= CONSIGNE =
Pouvez-vous transcrire en tableau Markdown la partie du matériel qui s'ouvre sur sa première ligne et se ferme sur la ligne contenant "Study the provided image and answer below.", bornes comprises ? Utilisez les colonnes « N° » pour le numéro de rang et « Ligne » pour le texte, sans les lignes vides.
§ §
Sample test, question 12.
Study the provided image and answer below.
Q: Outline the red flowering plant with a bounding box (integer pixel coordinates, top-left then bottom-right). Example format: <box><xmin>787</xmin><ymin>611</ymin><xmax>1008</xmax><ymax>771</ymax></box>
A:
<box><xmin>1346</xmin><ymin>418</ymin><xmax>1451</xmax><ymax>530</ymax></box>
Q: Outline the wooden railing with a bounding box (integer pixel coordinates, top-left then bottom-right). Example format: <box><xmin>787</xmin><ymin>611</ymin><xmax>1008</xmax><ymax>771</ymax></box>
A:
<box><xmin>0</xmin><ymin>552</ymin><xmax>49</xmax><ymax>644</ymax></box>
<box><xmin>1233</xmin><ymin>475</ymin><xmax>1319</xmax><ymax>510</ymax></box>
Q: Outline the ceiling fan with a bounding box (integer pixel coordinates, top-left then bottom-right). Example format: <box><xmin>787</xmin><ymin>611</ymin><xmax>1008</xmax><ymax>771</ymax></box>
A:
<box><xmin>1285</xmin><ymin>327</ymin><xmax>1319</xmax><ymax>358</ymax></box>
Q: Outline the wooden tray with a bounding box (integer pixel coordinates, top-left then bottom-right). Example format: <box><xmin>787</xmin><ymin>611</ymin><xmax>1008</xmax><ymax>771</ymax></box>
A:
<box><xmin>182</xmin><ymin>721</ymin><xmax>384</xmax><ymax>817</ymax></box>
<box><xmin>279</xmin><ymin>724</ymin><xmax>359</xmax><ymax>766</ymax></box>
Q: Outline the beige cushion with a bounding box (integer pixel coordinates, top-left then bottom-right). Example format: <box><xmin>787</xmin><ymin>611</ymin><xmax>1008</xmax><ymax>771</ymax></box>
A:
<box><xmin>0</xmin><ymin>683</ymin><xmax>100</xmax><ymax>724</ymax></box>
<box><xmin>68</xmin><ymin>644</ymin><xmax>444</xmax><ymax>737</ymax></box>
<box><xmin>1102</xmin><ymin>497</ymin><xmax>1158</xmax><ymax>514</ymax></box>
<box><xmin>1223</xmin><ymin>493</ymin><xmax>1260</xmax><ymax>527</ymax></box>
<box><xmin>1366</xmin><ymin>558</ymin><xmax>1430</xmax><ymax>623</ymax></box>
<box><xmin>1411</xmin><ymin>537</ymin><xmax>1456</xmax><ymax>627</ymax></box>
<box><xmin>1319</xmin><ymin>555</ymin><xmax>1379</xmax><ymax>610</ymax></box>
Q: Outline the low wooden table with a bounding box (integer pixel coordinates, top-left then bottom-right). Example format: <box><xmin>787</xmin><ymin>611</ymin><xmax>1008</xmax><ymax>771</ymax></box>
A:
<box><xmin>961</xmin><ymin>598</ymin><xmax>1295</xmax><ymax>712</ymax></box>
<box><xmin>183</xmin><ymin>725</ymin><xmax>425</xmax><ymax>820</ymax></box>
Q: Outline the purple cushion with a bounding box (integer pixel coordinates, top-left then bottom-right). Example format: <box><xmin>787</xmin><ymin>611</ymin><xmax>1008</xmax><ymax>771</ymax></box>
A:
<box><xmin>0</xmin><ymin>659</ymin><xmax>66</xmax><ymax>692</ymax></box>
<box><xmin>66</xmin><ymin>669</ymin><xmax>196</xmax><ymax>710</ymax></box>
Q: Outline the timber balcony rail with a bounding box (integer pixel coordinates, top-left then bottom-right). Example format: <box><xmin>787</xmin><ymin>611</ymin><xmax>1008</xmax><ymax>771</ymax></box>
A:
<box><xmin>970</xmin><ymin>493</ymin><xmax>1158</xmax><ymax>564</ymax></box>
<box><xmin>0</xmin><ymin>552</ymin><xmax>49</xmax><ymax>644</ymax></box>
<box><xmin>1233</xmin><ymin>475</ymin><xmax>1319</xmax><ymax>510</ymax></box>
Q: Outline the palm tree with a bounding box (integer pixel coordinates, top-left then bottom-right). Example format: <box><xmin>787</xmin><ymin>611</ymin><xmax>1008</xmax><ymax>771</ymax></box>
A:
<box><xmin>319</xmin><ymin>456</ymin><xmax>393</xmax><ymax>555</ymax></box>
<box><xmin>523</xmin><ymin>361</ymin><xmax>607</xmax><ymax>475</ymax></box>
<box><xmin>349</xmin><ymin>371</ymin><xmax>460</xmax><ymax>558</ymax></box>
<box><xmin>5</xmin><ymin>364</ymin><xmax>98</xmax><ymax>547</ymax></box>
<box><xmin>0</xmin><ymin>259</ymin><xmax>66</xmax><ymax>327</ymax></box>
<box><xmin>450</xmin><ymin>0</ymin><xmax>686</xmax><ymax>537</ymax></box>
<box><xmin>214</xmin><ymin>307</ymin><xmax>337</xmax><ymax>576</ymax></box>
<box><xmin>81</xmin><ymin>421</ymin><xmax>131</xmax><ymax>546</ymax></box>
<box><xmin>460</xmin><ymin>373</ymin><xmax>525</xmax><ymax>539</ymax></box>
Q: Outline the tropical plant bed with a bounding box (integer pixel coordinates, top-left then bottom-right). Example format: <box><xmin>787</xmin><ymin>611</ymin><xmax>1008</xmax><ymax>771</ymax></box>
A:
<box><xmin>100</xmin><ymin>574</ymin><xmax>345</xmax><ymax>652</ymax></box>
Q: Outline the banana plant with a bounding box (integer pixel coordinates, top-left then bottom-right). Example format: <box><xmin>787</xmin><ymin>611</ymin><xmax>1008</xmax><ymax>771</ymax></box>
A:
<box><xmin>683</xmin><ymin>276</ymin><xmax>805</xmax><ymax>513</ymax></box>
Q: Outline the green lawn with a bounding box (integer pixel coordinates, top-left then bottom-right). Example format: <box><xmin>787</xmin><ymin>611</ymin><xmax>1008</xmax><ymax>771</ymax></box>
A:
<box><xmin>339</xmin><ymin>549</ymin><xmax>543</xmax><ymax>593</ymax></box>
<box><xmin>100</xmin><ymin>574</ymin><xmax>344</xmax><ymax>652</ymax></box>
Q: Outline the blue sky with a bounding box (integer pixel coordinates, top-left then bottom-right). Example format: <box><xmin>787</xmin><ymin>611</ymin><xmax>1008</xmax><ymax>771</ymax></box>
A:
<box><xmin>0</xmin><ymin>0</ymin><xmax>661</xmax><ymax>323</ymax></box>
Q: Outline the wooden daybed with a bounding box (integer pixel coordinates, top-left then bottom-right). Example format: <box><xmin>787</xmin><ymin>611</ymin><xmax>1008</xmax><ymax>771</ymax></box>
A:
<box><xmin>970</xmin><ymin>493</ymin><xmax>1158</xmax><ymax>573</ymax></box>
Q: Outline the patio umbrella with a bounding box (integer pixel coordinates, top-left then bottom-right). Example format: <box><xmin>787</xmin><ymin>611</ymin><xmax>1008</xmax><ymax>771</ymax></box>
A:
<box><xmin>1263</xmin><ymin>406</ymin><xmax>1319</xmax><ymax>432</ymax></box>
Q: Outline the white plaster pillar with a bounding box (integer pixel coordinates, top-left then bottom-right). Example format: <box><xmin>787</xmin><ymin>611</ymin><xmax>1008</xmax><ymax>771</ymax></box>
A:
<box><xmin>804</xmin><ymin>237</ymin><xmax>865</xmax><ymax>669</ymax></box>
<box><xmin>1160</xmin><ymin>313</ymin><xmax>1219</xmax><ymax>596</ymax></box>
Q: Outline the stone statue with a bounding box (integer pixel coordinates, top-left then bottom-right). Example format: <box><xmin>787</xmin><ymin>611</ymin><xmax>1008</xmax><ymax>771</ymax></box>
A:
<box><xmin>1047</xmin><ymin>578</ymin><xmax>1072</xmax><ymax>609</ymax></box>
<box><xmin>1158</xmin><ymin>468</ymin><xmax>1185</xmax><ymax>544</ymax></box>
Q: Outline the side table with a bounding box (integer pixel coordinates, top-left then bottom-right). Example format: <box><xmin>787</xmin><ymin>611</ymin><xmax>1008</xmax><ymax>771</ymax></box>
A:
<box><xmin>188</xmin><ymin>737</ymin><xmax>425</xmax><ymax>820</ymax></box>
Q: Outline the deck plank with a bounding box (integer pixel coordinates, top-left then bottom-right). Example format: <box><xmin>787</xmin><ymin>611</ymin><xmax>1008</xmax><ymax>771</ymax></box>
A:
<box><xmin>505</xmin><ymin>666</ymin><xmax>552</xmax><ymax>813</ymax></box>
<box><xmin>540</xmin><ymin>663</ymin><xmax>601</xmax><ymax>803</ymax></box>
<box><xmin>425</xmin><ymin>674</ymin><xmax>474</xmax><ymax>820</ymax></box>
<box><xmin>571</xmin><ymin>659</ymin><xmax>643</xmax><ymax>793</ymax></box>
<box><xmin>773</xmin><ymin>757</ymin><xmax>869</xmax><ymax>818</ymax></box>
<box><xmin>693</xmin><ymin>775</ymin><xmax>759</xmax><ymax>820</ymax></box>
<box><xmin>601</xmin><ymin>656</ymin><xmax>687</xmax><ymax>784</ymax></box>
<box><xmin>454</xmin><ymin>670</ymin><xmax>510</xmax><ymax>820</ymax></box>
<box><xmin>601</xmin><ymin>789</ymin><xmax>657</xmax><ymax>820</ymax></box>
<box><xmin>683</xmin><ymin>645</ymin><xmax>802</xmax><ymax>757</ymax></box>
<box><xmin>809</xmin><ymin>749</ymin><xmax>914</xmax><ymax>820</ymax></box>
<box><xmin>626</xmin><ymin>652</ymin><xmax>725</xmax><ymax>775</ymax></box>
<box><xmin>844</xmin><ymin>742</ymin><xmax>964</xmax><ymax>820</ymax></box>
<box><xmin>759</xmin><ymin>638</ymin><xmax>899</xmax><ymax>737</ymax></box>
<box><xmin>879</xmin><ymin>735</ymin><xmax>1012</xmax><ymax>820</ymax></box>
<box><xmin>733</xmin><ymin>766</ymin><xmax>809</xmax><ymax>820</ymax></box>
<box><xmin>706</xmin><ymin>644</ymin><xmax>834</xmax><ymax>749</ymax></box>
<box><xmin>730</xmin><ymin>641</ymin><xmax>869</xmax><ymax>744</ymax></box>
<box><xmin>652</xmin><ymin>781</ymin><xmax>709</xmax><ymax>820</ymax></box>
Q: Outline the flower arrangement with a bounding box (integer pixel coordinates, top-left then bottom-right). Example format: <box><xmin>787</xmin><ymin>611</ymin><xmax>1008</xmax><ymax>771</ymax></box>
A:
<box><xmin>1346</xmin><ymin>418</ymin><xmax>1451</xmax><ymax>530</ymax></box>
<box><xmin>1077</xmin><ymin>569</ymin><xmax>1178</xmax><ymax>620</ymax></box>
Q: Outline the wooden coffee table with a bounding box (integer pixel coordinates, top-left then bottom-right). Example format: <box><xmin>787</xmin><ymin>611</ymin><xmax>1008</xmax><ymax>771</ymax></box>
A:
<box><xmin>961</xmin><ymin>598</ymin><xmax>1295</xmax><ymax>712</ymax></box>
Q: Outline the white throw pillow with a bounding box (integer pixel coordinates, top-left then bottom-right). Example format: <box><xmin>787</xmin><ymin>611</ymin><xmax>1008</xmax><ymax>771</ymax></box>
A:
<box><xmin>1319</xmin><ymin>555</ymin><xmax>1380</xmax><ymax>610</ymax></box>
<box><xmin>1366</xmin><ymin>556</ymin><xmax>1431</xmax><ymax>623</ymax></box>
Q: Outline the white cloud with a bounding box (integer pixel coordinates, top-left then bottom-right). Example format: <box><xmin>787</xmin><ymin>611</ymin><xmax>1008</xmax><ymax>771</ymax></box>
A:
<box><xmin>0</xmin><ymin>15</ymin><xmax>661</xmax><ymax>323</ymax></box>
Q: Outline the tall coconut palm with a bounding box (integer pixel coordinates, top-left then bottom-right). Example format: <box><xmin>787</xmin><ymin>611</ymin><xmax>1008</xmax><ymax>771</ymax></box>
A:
§ §
= RÉSULTAT OBTENU =
| N° | Ligne |
|---|---|
| 1 | Sample test, question 12. |
| 2 | Study the provided image and answer below. |